• EXERCISE INSTRUCTIONS
Transcribe all records, preserving every character.

*** Opening of PROVIDED INFORMATION ***

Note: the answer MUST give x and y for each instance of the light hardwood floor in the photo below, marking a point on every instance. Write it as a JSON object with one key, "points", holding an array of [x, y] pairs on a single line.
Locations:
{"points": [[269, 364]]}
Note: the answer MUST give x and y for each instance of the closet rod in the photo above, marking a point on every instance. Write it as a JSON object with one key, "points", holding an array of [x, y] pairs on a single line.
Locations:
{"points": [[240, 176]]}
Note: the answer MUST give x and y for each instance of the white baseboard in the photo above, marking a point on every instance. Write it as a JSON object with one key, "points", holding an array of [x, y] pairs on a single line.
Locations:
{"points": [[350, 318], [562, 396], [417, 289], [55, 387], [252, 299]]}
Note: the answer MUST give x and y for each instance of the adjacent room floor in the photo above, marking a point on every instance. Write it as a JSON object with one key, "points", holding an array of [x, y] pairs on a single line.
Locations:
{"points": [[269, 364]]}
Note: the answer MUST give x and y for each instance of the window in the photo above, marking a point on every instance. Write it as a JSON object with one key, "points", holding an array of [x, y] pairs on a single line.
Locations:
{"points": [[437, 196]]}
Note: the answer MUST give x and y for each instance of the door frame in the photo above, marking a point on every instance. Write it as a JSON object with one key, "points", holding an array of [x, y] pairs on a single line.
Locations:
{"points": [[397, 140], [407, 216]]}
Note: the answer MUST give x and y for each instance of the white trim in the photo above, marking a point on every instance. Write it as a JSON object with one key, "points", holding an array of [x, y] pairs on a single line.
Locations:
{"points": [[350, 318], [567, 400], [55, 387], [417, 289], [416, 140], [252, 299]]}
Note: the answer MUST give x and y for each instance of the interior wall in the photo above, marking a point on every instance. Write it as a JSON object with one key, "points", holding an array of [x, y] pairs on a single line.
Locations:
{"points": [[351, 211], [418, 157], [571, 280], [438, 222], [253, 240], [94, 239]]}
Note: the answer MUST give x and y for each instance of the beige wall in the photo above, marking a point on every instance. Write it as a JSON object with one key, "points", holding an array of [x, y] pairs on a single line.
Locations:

*** Close of PROVIDED INFORMATION ***

• THE COMPLETED TASK
Note: the answer MUST give x and y for each instance of the light hardwood floor in the photo below, marking a point on every instance. Write it as a JSON object with one key, "points", holding an array of [x, y] pairs on a single line.
Locations:
{"points": [[269, 364]]}
Note: the answer MUST give x and y for each instance of the closet rod in the photo above, marking a point on every instance. Write it as a JSON object with one key, "points", holding an array of [x, y] pairs on a single line.
Locations:
{"points": [[240, 176]]}
Note: the answer MUST give x and y for each instance of the white baseboard in the photo above, marking a point on every instance. Write it as a JSON object with one key, "points", holding an array of [x, y] pairs on a single line.
Locations:
{"points": [[350, 318], [562, 396], [417, 289], [55, 387], [252, 299]]}
Note: the answer MUST give x and y for each instance of the adjacent room floor in the photo above, marking a point on every instance. Write it as a JSON object with one key, "points", holding an array of [x, y] pairs on a single line.
Locations:
{"points": [[269, 364]]}
Note: the answer MUST give x and y for each instance of the window in the photo above, marking a point on every instance. Write it as a JSON object with one key, "points", holding an array of [x, y] pairs on a single line.
Locations:
{"points": [[437, 196]]}
Note: the answer MUST give x and y for each instance of the door frame in the photo above, marking a point on every instance. Write it as a JSON object with one key, "points", holding an array of [x, y] pairs on a single line.
Locations:
{"points": [[397, 140], [407, 216]]}
Note: the answer MUST give x and y for each instance of the white trim in the photo above, marking a point on every instance. Write it as a JSON object with one key, "points", holding an array of [x, y] pairs on a single line.
Locations:
{"points": [[350, 318], [567, 400], [55, 387], [417, 289], [416, 140], [252, 299]]}
Note: the answer MUST give x and y for each instance of the interior wall in the photo above, marking a point on every instance. Write it as a JSON object with one key, "points", holding an array of [x, y] pairs on a single line.
Locations:
{"points": [[351, 211], [418, 157], [571, 280], [438, 222], [253, 240], [94, 239]]}
Note: the answer MUST give x and y for each instance of the beige wall in the photo above, marking a point on every instance. Write it as a JSON object with one key, "points", holding an array of [x, y] pairs on a single line.
Locations:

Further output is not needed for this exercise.